ЧТО СДЕЛАТЬ: Верните дословно кусок отрывка об интеллигенции в советской литературе: начните со слов «Показателен пример А.» и остановитесь после слов «обслуживание колониальных завоеваний.».

ОТРЫВОК СО СТРАНИЦЫ:

Подобная идеология была представлена в национал-фундаменталистской
версии соцреализма, сложившейся в послевоенные годы. В романах этого
направления «либеральная интеллигенция» представлялась агентом
империализма (см. «Чего же ты хочешь?» Вс. Кочетова и «Тля» Ивана
Шевцова). Эта демонизация интеллигенции и приписывание ей главной роли
в «колонизации» получили продолжение в позднее- и постсоветской
национал-фундаменталистской словесности, в которой революция и террор
списываются на козни евреев, то есть этнических чужаков; см., например,
второй том историко-публицистической работы А. Солженицына «Двести лет
вместе». В то же время альтернативой властно-интеллигентской
колонизации и у Солженицына, и у «деревенщиков», и у более радикальных
националистов выступает проект своего рода «ретроутопии», основанной на
ценностях традиционной культуры —религиозности, ксенофобии,
патриархальности и т.п.
Ретроутопия, однако, не означает отказа от дискурсов колонизации.
Показателен пример А. Проханова, который заменяет внутреннюю
колонизацию воспеванием советской империалистической экспансии, то есть
колонизации, направленной вовне (романы «Дерево в центре Кабула»
[1982], «Африканист» [1983], «В островах охотник…» [1983], «И вот
приходит ветер…» [1984] и др.; в более поздних романах, начиная с
«Шестисот лет после битвы» [1988], говорится уже не о колонизаторской
экспансии, а о защите России от всемирного заговора внешних сил, но и в
них сохраняется экспансионистский пафос, вообще характерный для
творчества Проханова). Эта подмена позволяет ему соединить
националистическую ретроутопию с пафосом модернизации —впрочем, чисто
технологической и направленной на обслуживание колониальных завоеваний.
Существовали попытки изображать Человека власти как Человека культуры,
то есть проецировать на Большевика характеристики Интеллигента. Но эти
попытки, как правило, пресекались на корню. Ярким примером может
служить судьба второй серии «Ивана Грозного», запрещенной, в частности,
за то, что Человек власти был в этом фильме показан, по мнению авторов
резолюции ЦК, «слабохарактерным и безвольным, чем-то вроде Гамлета» —
или, точнее, просто как рефлексирующая личность, сомневающаяся в своем
праве на убийство.
Вместе с тем очевидно и другое: важнейшие мифологемы, на которых
основана литературная репрезентация интеллигенции в советской
литературе, вырастают на фундаменте СВК. Эскизно эти две мифологемы
можно описать так. Первая из них — изображение Интеллигента как
носителя идеологии модернизации, противостоящего как Человеку из
народа, так и Большевику, объединенным ненавистью к либеральным
ценностям и гуманизму и воплощающим проект насильственной
демодернизации страны («колониализм наоборот»). Ярче всего эта модель
воплощена повестями Михаила Булгакова «Роковые яйца» и «Собачье сердце»

ДАННЫЕ ЗАПИСИ:
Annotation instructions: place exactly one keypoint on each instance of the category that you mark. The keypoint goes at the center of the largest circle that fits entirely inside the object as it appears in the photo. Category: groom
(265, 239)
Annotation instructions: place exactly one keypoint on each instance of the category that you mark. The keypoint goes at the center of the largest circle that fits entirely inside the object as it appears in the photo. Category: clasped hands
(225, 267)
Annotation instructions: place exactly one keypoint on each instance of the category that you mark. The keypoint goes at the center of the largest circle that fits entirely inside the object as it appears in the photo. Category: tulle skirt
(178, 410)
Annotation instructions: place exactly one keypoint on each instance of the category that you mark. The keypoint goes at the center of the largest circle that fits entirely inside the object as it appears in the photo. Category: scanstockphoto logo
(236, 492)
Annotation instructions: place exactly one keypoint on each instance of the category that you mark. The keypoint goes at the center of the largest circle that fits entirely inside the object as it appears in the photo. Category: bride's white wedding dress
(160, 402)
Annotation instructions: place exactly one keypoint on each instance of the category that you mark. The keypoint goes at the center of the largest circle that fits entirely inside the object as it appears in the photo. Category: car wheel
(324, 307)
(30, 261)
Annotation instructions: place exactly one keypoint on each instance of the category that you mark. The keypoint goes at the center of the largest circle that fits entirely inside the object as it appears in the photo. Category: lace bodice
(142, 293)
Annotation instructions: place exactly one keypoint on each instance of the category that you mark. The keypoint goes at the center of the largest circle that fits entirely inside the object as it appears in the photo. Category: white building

ПРАВИЛЬНЫЙ ОТВЕТ:
Показателен пример А. Проханова, который заменяет внутреннюю
колонизацию воспеванием советской империалистической экспансии, то есть
колонизации, направленной вовне (романы «Дерево в центре Кабула»
[1982], «Африканист» [1983], «В островах охотник…» [1983], «И вот
приходит ветер…» [1984] и др.; в более поздних романах, начиная с
«Шестисот лет после битвы» [1988], говорится уже не о колонизаторской
экспансии, а о защите России от всемирного заговора внешних сил, но и в
них сохраняется экспансионистский пафос, вообще характерный для
творчества Проханова). Эта подмена позволяет ему соединить
националистическую ретроутопию с пафосом модернизации —впрочем, чисто
технологической и направленной на обслуживание колониальных завоеваний.